== Stated task ==
Can you render the material below as a numbered list, starting at the line that contains "Objective — one dot per instance of the white placard" and ending at the line that contains "[[161, 47], [182, 45], [158, 77]]", with both of those lines included, blank lines left out, and nothing else added?

--- Begin ---

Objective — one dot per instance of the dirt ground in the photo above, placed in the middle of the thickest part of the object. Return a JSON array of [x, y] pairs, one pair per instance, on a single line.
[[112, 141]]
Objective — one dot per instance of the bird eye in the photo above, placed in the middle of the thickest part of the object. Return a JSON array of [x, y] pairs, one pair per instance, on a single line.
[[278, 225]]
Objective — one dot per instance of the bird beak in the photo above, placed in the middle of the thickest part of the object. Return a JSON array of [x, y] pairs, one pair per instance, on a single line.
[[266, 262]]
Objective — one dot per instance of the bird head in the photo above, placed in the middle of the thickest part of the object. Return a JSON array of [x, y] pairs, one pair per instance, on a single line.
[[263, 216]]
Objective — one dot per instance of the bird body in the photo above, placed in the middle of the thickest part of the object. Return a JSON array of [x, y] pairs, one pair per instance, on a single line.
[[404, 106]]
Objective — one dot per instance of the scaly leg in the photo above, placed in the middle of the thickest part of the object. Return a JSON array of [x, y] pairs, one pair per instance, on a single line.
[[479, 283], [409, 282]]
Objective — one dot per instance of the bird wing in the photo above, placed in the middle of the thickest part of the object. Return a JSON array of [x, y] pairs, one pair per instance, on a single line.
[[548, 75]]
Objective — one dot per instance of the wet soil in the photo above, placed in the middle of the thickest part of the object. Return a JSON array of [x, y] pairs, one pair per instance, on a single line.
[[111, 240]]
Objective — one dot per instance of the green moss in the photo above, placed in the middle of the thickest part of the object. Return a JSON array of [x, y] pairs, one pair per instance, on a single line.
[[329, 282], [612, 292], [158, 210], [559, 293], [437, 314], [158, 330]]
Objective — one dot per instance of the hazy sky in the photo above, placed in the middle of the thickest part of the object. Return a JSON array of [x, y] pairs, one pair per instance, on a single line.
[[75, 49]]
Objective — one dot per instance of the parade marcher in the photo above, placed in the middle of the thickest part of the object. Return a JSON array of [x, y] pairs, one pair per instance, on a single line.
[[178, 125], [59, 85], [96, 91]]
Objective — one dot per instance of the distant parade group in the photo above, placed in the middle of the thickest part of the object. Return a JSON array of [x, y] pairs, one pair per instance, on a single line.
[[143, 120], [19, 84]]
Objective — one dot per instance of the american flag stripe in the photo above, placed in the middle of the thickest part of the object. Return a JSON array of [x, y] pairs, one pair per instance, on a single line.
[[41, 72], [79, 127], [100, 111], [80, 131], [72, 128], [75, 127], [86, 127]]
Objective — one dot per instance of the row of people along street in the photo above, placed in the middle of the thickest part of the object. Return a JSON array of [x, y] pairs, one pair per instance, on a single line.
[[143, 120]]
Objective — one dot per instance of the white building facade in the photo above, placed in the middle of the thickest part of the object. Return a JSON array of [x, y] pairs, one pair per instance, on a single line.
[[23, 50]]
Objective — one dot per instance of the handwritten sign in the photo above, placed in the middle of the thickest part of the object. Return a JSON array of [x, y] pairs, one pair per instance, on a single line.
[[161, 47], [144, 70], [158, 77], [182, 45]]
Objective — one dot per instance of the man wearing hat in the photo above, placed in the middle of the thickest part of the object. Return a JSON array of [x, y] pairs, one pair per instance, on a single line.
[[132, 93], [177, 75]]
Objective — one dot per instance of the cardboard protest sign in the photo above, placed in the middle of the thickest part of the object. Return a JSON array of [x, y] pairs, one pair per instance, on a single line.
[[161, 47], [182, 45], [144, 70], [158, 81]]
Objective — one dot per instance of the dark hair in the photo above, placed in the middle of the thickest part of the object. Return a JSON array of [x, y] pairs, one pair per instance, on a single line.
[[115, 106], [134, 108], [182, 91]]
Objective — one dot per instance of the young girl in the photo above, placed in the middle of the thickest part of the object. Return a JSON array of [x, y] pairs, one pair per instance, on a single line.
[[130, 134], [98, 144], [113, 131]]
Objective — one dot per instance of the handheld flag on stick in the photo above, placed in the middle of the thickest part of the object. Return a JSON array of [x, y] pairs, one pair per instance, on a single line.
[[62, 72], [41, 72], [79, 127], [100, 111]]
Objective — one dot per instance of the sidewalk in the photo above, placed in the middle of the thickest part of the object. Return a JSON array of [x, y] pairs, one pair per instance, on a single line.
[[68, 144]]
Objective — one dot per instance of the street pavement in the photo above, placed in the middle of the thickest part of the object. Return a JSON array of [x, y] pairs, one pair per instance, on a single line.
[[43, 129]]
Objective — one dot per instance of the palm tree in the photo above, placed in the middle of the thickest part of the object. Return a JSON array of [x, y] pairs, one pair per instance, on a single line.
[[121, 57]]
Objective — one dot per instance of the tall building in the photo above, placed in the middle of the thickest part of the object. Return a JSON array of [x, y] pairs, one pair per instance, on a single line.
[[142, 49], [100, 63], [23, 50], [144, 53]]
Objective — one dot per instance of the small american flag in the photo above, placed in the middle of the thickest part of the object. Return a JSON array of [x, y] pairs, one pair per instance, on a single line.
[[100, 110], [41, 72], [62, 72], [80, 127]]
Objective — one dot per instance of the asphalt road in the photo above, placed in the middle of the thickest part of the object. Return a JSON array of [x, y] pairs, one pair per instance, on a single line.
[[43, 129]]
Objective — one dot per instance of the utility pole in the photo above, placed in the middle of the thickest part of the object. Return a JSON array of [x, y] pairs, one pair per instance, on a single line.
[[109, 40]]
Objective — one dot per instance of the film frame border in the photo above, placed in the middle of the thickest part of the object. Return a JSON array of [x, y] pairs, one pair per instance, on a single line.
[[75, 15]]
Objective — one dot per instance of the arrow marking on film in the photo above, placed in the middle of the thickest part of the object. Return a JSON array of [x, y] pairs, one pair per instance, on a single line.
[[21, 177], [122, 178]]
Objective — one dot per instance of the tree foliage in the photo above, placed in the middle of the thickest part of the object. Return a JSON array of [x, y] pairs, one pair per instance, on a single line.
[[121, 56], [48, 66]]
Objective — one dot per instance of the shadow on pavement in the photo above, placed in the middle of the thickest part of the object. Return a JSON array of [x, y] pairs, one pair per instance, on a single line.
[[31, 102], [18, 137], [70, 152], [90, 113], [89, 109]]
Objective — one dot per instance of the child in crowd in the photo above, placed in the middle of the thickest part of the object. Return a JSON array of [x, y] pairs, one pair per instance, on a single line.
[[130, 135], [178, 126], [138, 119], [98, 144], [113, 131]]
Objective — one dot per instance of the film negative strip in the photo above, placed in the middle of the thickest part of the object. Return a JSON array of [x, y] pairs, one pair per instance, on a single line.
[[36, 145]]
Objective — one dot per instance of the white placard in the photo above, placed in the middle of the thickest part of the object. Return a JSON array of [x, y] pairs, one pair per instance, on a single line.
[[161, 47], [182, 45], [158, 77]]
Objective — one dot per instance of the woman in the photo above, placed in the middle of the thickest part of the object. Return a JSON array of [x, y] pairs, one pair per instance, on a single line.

--- End ---
--- Begin ---

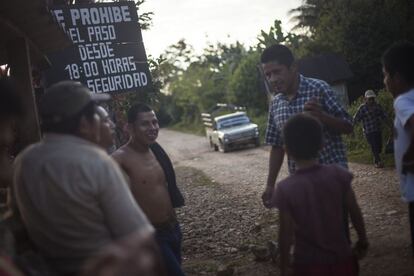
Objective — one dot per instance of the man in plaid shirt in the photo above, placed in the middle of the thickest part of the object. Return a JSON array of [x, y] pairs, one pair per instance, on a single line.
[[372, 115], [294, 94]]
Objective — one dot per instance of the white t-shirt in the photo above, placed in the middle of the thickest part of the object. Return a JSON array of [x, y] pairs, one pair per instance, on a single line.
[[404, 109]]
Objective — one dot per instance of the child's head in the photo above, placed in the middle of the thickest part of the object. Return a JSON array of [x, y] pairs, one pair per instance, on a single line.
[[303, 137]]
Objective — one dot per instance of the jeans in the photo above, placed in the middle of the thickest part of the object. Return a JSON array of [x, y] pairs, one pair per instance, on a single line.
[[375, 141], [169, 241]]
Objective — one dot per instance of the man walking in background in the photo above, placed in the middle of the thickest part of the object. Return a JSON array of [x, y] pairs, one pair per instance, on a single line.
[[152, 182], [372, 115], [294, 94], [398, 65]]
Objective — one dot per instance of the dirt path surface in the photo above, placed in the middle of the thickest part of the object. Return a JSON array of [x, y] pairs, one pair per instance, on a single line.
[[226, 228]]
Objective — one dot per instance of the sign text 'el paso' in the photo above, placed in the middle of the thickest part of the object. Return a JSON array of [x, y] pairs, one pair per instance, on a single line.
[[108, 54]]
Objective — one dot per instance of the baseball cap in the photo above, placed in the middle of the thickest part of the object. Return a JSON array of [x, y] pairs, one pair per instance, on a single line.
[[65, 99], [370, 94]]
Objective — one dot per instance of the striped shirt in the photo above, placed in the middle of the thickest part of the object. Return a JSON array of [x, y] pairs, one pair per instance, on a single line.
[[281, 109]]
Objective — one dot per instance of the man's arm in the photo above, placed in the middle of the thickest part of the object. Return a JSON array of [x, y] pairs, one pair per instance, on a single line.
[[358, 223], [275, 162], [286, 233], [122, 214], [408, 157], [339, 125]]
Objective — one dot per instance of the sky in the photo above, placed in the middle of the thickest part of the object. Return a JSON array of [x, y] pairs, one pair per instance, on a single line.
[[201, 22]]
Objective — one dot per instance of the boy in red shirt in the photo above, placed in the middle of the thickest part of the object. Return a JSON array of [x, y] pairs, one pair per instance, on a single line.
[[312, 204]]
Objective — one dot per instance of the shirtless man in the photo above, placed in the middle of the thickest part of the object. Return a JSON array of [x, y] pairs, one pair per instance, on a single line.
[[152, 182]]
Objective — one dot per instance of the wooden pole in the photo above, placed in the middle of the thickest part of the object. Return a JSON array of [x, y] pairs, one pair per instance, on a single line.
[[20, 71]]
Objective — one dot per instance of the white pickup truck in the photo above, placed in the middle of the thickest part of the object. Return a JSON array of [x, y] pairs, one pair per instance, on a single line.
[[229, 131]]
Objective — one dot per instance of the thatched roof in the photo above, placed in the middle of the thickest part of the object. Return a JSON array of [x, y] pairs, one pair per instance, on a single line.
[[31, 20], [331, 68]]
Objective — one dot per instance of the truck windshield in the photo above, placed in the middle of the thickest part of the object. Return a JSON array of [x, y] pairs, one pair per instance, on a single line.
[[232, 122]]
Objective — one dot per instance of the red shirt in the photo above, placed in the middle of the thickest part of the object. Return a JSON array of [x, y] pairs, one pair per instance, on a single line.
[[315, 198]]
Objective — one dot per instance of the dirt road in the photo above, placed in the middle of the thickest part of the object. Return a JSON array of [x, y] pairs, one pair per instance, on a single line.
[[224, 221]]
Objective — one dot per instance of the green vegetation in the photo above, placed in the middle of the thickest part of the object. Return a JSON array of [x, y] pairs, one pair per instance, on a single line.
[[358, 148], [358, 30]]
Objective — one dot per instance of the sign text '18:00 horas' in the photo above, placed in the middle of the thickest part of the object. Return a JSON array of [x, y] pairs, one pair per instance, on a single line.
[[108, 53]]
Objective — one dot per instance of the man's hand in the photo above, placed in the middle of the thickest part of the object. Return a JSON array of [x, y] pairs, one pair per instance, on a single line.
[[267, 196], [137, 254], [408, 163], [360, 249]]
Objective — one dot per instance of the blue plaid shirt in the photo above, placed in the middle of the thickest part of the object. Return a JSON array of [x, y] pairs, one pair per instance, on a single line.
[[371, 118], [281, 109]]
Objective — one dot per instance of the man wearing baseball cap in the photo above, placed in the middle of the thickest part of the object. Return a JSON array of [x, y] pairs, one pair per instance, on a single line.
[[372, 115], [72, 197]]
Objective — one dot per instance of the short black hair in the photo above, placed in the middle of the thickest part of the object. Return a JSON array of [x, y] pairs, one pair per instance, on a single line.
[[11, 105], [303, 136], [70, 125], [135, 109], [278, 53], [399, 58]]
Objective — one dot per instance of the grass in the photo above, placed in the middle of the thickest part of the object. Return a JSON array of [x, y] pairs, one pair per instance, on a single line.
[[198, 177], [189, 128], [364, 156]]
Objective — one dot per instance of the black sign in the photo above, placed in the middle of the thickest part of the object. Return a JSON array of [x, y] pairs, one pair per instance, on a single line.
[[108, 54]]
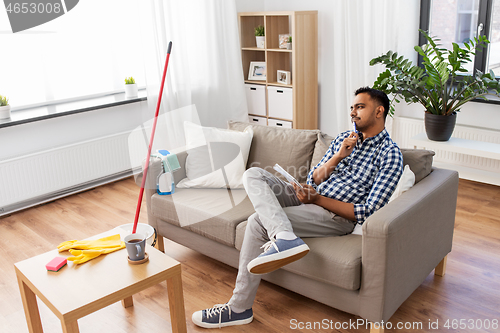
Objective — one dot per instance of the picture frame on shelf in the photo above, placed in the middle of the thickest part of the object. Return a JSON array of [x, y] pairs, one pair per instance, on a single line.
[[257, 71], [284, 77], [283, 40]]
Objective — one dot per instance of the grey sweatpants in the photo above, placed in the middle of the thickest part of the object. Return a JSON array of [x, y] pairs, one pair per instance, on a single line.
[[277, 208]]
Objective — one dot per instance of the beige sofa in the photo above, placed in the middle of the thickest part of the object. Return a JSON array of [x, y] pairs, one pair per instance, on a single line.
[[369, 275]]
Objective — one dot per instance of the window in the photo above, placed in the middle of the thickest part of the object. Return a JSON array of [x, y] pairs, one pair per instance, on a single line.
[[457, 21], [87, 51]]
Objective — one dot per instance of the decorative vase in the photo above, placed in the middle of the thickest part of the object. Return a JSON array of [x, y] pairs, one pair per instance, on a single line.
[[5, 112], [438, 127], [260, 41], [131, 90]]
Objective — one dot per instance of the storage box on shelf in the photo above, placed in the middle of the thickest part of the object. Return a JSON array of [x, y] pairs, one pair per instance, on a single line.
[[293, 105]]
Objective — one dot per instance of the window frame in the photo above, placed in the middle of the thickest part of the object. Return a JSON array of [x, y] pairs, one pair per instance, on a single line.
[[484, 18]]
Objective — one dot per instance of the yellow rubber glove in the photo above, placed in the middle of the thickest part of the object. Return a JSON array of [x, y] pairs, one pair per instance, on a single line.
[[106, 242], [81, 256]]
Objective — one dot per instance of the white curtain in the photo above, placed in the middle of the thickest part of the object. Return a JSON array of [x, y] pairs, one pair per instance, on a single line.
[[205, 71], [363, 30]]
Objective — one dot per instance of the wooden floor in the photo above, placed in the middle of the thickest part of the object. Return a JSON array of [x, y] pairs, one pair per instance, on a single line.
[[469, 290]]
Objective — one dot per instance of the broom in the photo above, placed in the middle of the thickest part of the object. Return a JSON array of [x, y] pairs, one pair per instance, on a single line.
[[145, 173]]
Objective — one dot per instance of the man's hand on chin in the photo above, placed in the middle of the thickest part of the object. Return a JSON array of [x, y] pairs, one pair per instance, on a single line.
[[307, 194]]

--- End ---
--- Begin ---

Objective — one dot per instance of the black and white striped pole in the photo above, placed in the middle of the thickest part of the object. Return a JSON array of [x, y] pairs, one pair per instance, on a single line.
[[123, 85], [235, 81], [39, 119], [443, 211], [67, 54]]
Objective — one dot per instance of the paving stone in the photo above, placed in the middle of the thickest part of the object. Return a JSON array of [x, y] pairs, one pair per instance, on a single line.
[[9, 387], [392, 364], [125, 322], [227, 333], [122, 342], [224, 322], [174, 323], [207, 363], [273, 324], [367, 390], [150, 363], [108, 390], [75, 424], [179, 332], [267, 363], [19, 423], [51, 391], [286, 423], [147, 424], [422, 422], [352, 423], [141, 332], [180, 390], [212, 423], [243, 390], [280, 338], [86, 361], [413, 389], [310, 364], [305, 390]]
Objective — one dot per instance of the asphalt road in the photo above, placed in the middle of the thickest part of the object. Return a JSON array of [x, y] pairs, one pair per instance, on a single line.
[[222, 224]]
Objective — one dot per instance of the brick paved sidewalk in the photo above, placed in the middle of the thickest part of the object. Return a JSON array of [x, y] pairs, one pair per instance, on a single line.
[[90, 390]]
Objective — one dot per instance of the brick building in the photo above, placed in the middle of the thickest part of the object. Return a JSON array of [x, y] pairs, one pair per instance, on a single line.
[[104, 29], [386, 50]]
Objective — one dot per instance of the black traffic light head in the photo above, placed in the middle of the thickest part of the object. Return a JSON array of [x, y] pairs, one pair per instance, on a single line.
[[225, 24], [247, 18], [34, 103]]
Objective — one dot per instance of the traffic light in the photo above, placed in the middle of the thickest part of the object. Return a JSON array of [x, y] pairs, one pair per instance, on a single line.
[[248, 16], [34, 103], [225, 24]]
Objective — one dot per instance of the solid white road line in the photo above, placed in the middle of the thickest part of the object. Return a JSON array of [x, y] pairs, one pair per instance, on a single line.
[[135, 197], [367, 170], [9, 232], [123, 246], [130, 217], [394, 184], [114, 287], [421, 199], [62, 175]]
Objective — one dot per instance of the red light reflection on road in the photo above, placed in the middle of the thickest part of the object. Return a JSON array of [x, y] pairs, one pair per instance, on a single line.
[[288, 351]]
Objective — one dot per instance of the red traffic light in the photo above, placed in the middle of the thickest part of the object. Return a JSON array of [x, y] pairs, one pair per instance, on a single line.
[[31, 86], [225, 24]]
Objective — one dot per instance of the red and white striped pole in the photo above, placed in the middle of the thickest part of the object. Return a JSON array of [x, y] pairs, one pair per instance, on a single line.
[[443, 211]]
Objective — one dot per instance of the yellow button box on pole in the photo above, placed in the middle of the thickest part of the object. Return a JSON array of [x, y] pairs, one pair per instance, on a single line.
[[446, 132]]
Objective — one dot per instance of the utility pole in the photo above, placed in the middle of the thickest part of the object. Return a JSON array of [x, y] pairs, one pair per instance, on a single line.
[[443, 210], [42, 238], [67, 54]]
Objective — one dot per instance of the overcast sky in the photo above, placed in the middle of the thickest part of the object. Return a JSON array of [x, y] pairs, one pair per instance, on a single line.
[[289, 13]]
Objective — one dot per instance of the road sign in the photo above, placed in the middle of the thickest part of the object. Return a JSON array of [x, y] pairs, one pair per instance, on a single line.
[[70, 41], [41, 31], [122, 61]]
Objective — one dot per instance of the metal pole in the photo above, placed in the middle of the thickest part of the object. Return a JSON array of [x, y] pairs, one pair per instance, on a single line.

--- End ---

== Result for this exercise ==
1. Objective — one dot per instance of the white placard in the photo above, placed in the middle of the thickest part of the object. Return a JSON array of [x, y] pairs, one pair per instance, on a single line.
2. [[161, 47], [182, 45], [158, 77]]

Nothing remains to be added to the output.